In the entries that follow, say how many lines contain the string "below". Give no other words.
*** Given records ***
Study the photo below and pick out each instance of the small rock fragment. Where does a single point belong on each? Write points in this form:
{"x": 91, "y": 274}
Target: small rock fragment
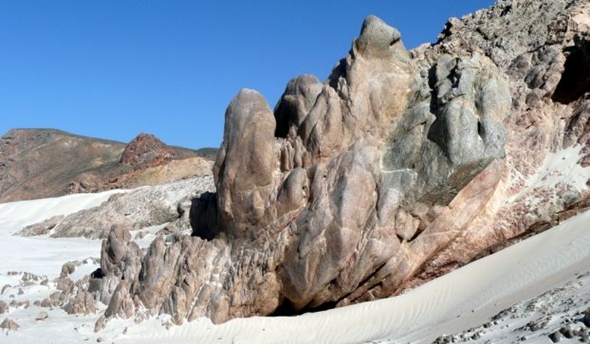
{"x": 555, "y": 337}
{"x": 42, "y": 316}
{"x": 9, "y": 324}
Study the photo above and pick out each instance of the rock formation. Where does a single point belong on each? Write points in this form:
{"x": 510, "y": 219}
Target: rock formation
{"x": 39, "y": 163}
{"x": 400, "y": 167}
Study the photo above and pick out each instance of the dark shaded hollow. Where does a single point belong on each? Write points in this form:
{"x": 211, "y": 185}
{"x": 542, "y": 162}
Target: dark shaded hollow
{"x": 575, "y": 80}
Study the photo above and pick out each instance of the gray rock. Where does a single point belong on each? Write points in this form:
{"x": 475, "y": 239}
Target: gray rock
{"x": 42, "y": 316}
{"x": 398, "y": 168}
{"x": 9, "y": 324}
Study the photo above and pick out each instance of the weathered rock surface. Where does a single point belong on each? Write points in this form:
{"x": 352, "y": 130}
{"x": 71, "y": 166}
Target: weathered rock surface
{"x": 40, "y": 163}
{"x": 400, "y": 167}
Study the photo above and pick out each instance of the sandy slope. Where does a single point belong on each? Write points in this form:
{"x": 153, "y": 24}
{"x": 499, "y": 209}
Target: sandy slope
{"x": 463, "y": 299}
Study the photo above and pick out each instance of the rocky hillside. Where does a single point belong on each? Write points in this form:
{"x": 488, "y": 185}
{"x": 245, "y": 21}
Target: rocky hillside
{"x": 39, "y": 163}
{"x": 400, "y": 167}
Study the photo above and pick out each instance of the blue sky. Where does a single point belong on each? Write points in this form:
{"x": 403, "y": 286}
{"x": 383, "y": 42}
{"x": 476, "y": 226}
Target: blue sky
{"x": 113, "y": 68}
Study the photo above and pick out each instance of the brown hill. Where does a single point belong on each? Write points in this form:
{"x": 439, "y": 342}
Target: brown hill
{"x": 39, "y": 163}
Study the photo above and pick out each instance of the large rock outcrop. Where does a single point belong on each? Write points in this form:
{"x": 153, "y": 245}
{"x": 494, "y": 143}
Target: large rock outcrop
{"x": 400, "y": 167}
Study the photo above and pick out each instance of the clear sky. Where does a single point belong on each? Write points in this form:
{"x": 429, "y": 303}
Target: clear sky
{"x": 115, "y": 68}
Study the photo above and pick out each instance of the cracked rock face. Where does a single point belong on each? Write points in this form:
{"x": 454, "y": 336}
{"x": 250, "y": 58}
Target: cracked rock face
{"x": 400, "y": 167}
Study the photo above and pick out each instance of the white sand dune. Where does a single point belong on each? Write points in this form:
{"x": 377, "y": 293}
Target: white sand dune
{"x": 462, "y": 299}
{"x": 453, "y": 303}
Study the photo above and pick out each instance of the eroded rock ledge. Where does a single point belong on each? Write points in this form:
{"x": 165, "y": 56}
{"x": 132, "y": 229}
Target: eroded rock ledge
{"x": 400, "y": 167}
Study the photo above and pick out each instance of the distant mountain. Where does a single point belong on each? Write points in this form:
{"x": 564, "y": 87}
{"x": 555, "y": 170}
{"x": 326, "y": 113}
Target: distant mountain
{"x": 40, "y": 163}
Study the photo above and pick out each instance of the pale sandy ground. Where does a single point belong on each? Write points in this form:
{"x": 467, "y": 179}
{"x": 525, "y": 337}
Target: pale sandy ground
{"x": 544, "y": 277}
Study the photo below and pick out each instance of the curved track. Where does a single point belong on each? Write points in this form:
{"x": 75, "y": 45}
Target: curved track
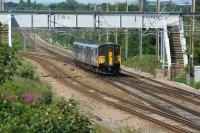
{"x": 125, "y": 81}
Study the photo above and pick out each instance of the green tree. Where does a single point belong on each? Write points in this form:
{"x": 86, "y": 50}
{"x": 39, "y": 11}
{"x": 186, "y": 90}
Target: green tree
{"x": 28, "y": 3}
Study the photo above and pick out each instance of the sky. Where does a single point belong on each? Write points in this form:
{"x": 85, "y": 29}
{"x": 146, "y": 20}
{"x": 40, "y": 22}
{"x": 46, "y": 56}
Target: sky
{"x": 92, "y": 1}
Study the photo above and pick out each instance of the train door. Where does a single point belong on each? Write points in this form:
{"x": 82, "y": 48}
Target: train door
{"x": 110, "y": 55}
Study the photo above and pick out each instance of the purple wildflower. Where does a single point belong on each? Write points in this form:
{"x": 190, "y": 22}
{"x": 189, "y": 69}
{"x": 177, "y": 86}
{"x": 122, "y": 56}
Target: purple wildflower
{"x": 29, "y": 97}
*** End of Given records ***
*** Given records ***
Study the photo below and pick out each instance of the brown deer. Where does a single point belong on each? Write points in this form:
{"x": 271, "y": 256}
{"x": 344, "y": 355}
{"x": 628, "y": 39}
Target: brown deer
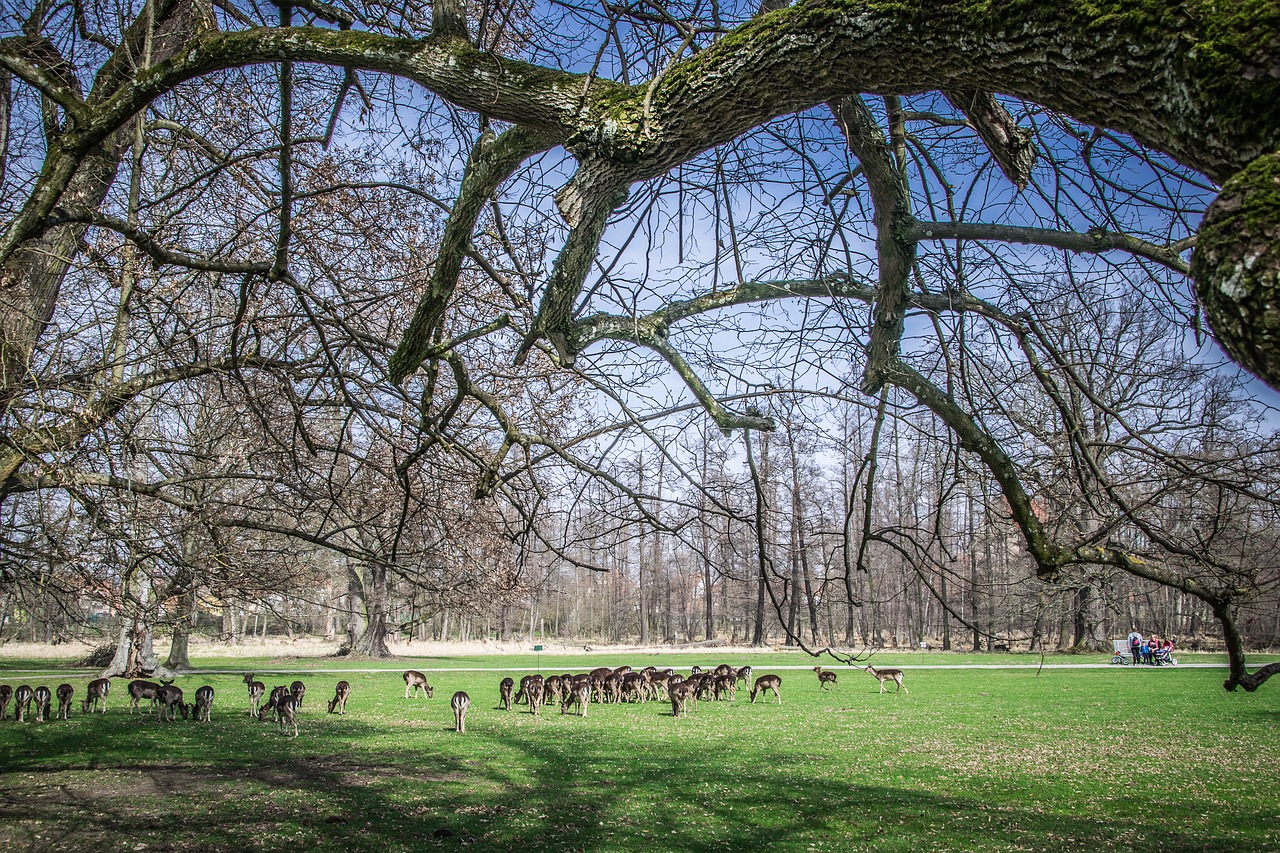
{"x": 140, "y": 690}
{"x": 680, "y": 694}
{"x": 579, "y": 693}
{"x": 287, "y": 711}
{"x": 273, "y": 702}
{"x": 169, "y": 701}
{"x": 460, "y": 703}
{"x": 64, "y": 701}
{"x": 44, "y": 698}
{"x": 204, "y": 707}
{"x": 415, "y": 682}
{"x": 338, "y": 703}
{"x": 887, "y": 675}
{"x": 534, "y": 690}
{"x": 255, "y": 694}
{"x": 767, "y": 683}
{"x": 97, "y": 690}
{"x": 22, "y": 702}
*** End of Given records ***
* Result of the exercise: 3